Written instruction:
Will you extract the entries word for word? Images should not appear in the copy.

Records provided:
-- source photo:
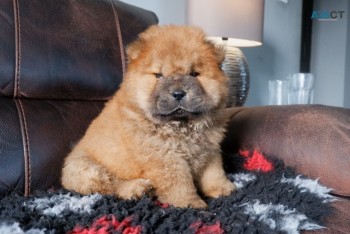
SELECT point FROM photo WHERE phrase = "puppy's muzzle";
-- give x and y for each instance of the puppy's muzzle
(178, 94)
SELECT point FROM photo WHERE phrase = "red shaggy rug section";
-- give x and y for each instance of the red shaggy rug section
(270, 198)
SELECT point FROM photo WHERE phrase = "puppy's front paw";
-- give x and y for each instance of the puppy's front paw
(133, 188)
(182, 202)
(223, 188)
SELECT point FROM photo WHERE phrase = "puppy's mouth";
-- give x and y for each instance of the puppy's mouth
(179, 114)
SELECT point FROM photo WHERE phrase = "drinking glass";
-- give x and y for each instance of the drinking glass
(301, 88)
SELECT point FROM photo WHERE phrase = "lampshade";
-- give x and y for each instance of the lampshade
(238, 21)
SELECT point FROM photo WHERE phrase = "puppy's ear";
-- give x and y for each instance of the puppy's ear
(220, 51)
(134, 49)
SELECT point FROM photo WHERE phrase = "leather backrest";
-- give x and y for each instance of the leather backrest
(66, 49)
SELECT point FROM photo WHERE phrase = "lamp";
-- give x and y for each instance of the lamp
(233, 23)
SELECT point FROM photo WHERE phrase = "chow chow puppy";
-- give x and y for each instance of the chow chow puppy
(163, 127)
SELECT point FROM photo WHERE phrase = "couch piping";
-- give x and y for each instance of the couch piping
(18, 47)
(26, 148)
(120, 39)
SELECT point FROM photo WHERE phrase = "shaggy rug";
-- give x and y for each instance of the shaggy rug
(270, 198)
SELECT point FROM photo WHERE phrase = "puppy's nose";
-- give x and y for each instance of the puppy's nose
(178, 94)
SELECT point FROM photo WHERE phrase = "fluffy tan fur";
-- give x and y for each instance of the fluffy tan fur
(146, 138)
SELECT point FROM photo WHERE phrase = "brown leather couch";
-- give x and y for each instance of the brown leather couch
(60, 60)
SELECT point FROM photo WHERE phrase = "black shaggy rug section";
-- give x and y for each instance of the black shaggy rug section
(269, 198)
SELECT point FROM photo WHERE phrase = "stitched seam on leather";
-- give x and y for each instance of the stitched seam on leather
(119, 33)
(17, 48)
(26, 151)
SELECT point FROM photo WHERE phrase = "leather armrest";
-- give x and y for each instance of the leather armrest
(314, 139)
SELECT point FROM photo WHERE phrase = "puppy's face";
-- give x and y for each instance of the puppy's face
(175, 75)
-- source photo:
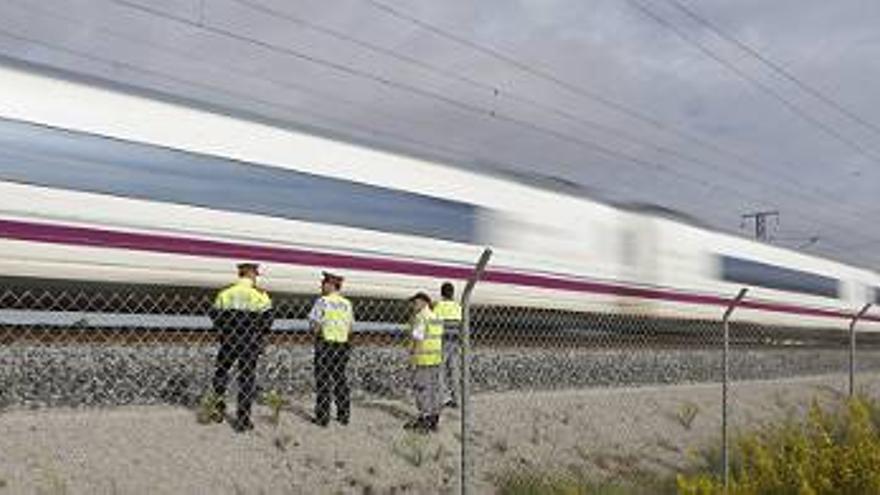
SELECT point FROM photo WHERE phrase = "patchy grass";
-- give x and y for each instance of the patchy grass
(535, 482)
(414, 449)
(208, 409)
(276, 402)
(686, 414)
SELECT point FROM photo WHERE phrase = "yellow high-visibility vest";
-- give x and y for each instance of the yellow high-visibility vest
(336, 319)
(448, 311)
(428, 351)
(243, 296)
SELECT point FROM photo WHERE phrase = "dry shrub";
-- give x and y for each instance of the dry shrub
(831, 451)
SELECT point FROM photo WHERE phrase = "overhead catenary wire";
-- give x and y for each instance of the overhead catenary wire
(548, 76)
(789, 183)
(430, 95)
(794, 108)
(775, 66)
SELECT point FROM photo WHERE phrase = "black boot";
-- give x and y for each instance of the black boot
(433, 422)
(242, 423)
(218, 415)
(419, 423)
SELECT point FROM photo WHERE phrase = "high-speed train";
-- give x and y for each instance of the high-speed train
(106, 186)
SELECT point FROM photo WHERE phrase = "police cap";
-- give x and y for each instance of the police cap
(333, 278)
(249, 266)
(421, 295)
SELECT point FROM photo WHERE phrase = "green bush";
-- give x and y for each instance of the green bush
(828, 452)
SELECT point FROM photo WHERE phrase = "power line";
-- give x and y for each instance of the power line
(619, 133)
(550, 77)
(368, 130)
(791, 106)
(775, 67)
(467, 107)
(760, 219)
(798, 188)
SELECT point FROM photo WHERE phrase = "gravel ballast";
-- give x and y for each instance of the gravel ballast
(88, 375)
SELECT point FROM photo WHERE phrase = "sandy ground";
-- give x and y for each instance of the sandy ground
(163, 450)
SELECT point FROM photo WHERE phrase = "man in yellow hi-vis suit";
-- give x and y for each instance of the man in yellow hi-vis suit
(331, 320)
(242, 314)
(426, 358)
(449, 311)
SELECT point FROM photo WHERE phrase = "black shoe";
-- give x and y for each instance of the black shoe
(218, 415)
(433, 423)
(418, 425)
(242, 424)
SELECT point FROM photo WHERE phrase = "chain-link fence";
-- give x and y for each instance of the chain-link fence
(124, 391)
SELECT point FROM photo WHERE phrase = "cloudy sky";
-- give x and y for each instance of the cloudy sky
(711, 108)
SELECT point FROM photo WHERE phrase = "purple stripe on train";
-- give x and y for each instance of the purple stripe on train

Task response:
-- source photo:
SELECT point FROM photo WHERE phrase = "puppy's muzzle";
-- give x and y for each instance of the puppy's muzzle
(178, 94)
SELECT point FROM photo WHERE phrase = "red shaggy rug section";
-- give x and y for each instance of the red shaggy rug section
(270, 198)
SELECT point FROM photo WHERE phrase = "puppy's front paw";
-- give x and y for each instance of the puppy's front paw
(133, 188)
(182, 202)
(223, 188)
SELECT point FROM photo WHERE phrase = "puppy's mouth";
-- give x and y for each instance of the puppy's mouth
(179, 114)
SELECT point FROM photo WHERE phrase = "drinking glass";
-- give x and y for each instance of the drinking glass
(301, 88)
SELECT point FROM photo WHERE phrase = "lampshade";
-- give x and y for each instance of the lampshade
(238, 21)
SELECT point FROM photo WHERE phrase = "puppy's ear";
-- give x and y for each instance of the puppy's ear
(220, 51)
(134, 49)
SELECT point FROM photo WHERE phrase = "leather backrest";
-- give x and y for each instance of the leather backrest
(66, 49)
SELECT point FROM photo WHERE phrase = "lamp";
-- give x and y for each instance of the lamp
(233, 23)
SELECT point FROM photo WHERE phrase = "chow chow puppy";
-- give x and y for each instance of the chow chow puppy
(163, 127)
SELECT point FROM photo WHERE phrase = "couch piping";
-- give x and y for each instance of the couch piping
(18, 47)
(26, 148)
(120, 39)
SELECT point FROM photo WHERE phrase = "shaggy rug";
-- give x and y for each instance of the shaggy rug
(270, 198)
SELECT point FROM photo WHERE phrase = "puppy's nose";
-- give x and y for each instance of the puppy's nose
(178, 94)
SELECT point FROM photo WHERE phrase = "fluffy tan fur";
-- give x and y for each instance of the fluffy tan fur
(146, 138)
SELECT point FROM photo WHERE phrase = "brown leather couch";
-- give x and y for each instance of the brown leather couch
(60, 60)
SELECT point FROM photo WHERE phrase = "black shaggy rug section";
-- give x and y for each instance of the black shaggy rug section
(269, 198)
SELECT point FROM photo WHERE phrase = "stitched seam on leather";
-- give x and y for each instance of the stitched seam on leather
(119, 33)
(17, 48)
(26, 151)
SELECT point FROM photo WHERE phrase = "leather armrest";
-- give x and y for each instance of the leather armrest
(314, 139)
SELECT point FROM photo WHERE phrase = "puppy's face";
-- give x and y for each instance of the puppy's face
(175, 75)
-- source photo:
SELECT point FROM photo WHERE phrase = "patchy grass";
-- give x and y for each instance of the patchy grass
(535, 482)
(414, 449)
(208, 409)
(276, 402)
(686, 414)
SELECT point FROM photo WHERE phrase = "yellow high-visibility vest";
-- give x and y for each instance of the yellow high-visibility vest
(336, 319)
(448, 311)
(428, 351)
(243, 296)
SELECT point FROM photo WHERE phrase = "dry shrub";
-- give x and y for each instance of the dry shrub
(831, 451)
SELECT point FROM photo WHERE phrase = "overhead catenary wire";
-- give x and y for each instance of the overhead catenary wire
(548, 76)
(789, 183)
(430, 95)
(794, 108)
(775, 66)
SELECT point FROM photo WHERE phrase = "black boot";
-- give x and y for each instance of the black boot
(433, 422)
(242, 423)
(218, 415)
(419, 423)
SELECT point FROM photo WHERE phrase = "high-speed train";
-- give x and y for each instance of the high-speed train
(106, 186)
SELECT point FROM photo WHERE phrase = "police cap";
-- give x and y for each instance of the police cap
(333, 278)
(249, 266)
(421, 295)
SELECT point FROM photo WHERE phrase = "green bush";
-- give x and y for each instance of the green bush
(828, 452)
SELECT point FROM photo WHERE phrase = "power line";
-- give x and y for each instance of the power line
(619, 133)
(550, 77)
(368, 130)
(791, 106)
(775, 67)
(467, 107)
(760, 219)
(798, 188)
SELECT point FROM photo WHERE phrase = "gravel ballast";
-- give x and y for each instance of the gravel ballast
(88, 375)
SELECT point FROM photo WHERE phrase = "sandy ground";
-- give x and y for each instance of the sandy ground
(163, 450)
SELECT point FROM photo WHERE phrase = "man in yellow hi-vis suit";
-- give x and y for each instance of the man in yellow hi-vis suit
(331, 320)
(242, 314)
(426, 358)
(449, 311)
SELECT point FROM photo WHERE phrase = "black shoe";
-- give x and y for each instance of the black shoe
(218, 415)
(433, 423)
(418, 425)
(242, 424)
SELECT point FROM photo WHERE phrase = "chain-link fence";
-- give x and y for each instance of the chain-link fence
(124, 391)
SELECT point FROM photo WHERE phrase = "cloudy sky";
-- give x and y for each instance of the cloudy sky
(711, 108)
SELECT point FROM photo WHERE phrase = "purple stripe on train";
-- give x and y for each instance of the purple stripe on train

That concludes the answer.